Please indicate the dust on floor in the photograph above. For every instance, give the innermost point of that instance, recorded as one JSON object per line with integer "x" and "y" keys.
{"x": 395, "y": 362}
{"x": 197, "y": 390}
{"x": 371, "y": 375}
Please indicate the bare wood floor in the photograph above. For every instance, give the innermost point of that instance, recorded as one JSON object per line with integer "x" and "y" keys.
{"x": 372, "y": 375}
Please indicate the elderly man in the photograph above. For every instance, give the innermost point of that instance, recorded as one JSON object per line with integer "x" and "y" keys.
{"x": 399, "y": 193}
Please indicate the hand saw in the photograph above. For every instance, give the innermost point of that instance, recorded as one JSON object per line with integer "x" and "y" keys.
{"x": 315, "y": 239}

########################################

*Work to complete*: Reproduce every item above verbatim, keeping each line as it stands.

*Task answer*:
Please indicate the dust on floor in the photograph above. For every instance, give the innermost point of that instance, recorded as one JSON object per line with integer "x" and "y" keys.
{"x": 395, "y": 362}
{"x": 197, "y": 390}
{"x": 371, "y": 375}
Please indicate the bare wood floor in the photograph above. For every instance, give the innermost point of that instance, recorded as one JSON object per line with integer "x" and "y" keys.
{"x": 372, "y": 375}
Please indicate the elderly man in the photograph above. For every instance, give the innermost point of that instance, recorded as one JSON object per line with integer "x" and "y" keys.
{"x": 399, "y": 193}
Please indicate the hand saw in the photograph above. For every instance, give the innermost point of that instance, recorded as one JSON object per line with integer "x" and "y" keys.
{"x": 315, "y": 239}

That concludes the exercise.